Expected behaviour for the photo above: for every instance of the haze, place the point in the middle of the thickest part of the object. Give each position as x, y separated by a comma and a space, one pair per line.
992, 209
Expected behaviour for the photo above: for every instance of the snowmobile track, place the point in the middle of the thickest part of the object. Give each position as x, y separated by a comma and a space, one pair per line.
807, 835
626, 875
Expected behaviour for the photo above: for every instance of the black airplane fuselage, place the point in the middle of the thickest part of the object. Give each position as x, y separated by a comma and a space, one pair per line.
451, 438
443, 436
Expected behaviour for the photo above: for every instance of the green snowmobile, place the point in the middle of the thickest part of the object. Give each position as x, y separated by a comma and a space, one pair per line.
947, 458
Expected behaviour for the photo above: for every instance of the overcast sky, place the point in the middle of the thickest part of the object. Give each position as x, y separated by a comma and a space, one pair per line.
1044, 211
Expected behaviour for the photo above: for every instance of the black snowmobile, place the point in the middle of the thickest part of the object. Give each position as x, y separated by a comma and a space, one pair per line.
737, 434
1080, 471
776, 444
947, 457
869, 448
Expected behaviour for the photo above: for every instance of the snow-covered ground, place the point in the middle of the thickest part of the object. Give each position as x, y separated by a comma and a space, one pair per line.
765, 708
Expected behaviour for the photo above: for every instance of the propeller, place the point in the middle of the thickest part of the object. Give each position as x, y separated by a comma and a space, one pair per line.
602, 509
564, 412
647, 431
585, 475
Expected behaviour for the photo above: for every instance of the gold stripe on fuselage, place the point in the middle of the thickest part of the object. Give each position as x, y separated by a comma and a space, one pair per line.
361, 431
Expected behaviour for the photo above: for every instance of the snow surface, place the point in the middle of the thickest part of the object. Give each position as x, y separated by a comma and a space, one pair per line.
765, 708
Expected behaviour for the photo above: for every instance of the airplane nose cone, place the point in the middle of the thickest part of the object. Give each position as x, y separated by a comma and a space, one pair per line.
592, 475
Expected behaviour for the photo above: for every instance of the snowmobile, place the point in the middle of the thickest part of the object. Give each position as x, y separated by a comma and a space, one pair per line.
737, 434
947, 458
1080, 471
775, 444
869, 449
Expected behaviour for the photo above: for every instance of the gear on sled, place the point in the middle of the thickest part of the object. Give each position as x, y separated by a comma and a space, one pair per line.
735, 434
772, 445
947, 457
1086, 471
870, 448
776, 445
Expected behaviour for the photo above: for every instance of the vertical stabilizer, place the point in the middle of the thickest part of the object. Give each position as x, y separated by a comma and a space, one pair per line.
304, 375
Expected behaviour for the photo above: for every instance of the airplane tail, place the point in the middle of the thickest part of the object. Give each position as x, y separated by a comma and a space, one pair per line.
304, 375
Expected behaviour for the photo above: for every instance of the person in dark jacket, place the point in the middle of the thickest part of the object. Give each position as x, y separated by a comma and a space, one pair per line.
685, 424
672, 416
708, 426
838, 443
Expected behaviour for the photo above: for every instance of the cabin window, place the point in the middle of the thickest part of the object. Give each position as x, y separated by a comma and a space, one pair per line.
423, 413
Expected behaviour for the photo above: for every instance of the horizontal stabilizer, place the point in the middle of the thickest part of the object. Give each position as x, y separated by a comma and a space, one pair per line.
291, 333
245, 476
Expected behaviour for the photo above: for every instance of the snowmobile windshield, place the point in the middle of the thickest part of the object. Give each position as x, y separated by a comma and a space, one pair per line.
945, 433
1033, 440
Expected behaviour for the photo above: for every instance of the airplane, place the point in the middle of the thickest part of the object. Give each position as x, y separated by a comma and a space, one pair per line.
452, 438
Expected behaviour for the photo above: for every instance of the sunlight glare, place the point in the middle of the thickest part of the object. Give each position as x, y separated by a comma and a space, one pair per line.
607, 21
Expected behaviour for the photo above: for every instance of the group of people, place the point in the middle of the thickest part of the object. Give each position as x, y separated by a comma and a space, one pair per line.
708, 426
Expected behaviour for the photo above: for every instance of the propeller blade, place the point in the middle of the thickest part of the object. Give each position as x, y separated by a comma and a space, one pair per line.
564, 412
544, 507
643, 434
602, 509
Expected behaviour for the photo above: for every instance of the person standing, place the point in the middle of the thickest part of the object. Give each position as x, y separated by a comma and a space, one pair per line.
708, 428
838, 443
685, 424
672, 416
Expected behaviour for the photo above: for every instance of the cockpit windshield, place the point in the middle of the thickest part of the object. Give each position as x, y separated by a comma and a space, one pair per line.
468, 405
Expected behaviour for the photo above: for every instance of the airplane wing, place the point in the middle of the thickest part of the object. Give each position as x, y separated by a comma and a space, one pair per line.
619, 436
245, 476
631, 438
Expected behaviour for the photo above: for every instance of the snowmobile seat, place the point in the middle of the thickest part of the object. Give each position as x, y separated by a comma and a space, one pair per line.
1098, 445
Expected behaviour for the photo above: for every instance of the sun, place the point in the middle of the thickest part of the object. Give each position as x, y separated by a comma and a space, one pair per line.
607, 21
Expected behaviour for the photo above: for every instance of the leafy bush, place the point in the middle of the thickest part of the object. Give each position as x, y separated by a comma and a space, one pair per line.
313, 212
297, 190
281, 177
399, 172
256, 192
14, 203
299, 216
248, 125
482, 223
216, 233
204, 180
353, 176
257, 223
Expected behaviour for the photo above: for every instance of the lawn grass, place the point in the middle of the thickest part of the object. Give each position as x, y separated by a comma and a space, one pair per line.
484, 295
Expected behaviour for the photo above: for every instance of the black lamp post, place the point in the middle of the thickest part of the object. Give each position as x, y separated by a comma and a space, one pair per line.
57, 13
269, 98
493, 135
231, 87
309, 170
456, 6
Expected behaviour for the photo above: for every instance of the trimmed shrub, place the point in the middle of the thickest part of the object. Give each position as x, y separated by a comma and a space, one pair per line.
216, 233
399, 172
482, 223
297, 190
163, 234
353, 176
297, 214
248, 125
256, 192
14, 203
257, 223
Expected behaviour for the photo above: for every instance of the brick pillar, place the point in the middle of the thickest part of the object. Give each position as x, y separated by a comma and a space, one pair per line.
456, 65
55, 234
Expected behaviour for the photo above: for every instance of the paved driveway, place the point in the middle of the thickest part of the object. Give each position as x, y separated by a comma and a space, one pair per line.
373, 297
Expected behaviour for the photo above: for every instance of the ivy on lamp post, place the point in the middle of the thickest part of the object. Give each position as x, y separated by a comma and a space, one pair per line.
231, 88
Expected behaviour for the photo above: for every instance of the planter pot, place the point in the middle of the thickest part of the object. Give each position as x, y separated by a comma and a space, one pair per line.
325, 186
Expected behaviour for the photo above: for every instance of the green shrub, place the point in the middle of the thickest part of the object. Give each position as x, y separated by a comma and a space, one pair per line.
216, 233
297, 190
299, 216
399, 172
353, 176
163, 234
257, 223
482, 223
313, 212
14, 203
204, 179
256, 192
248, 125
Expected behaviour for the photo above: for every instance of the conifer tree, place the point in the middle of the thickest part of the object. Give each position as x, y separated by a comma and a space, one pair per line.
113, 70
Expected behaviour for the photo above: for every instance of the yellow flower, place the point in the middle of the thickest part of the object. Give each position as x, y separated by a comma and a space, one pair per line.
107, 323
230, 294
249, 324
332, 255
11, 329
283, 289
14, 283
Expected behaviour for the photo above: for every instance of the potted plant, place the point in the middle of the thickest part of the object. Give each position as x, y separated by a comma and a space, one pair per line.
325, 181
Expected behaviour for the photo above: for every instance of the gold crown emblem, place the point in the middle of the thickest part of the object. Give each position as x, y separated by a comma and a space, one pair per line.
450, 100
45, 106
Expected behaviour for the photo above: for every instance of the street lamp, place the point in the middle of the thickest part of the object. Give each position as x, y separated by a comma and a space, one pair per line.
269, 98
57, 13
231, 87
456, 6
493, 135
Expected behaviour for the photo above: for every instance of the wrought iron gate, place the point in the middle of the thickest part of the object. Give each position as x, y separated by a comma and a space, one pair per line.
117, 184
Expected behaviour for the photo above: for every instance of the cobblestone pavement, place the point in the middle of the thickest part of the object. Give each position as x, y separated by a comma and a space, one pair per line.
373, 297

===============

Instructions to follow =
Retype the stretch from the line containing "of the wrought" through the end of the records, keeping every character the same.

Result of the task =
Expected behaviour for the photo above: for every instance of the wrought iron gate, place the point in the middle of the thickest part of the object. Give each position as x, y separated by a comma and a space, one pair per line.
117, 184
Expected behaviour for the photo above: for every instance of the cobblestone pavement, place the point in the middle of the thickest part of the object. Give each position as x, y separated by a comma and a space, one pair per line.
373, 297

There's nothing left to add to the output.